## OBJECTIVE
Restate the entries below word for word, omitting nothing.

## DATA IN THIS EXERCISE

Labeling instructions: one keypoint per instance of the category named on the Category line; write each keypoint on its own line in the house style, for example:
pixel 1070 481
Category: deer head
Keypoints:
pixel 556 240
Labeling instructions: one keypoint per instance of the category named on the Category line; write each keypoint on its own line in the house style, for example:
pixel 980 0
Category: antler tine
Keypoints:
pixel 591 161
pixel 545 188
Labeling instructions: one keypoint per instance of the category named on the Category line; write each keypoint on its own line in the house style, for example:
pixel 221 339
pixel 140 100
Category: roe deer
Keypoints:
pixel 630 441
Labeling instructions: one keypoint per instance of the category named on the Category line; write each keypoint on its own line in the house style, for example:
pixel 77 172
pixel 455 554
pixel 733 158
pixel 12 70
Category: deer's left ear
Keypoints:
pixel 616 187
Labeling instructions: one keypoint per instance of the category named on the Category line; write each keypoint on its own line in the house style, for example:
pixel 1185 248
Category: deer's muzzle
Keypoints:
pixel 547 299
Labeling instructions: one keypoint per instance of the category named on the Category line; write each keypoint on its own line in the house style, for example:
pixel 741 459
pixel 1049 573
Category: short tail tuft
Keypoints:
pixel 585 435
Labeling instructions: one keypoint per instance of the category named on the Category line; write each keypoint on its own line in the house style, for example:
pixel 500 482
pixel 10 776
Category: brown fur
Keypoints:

## SOLUTION
Labeling instructions: one keypoint per instance of the category named on the Category line; write each keypoint on its own line in the house style, for example:
pixel 1070 481
Category: deer head
Keypoints:
pixel 556 240
Labeling instructions: one keypoint per instance of the category named on the Category line; write each keypoint on its own line in the house style, for example:
pixel 980 0
Category: antler tine
Keypoints:
pixel 591 161
pixel 545 188
Labeling instructions: one keypoint per instance of the category named on the Category line; write each keypoint on its own line in the house style, for example:
pixel 221 339
pixel 140 100
Category: roe deer
Keypoints:
pixel 630 441
Labeling instructions: one keypoint per instance of the category named on the Category line; write each keypoint on its own line in the house style, for example:
pixel 77 172
pixel 455 554
pixel 733 158
pixel 12 70
Category: deer's left ear
Keypoints:
pixel 616 187
Labeling instructions: one keypoint per instance of the category named on the Category line; write each keypoint on its own line in the house style, for example:
pixel 1185 248
Category: deer's muzzle
Keypoints:
pixel 547 299
Labeling instructions: one keypoint per instance of the category named on the Category line; write each keypoint on its own line in the house style, for example:
pixel 741 459
pixel 1049 573
Category: short tail tuft
Keypoints:
pixel 585 435
Labeling instructions: one keypoint per instance of the category named on the Category line; write each keypoint on its own line in the house style, for example:
pixel 500 482
pixel 10 776
Category: brown fur
Keypoints:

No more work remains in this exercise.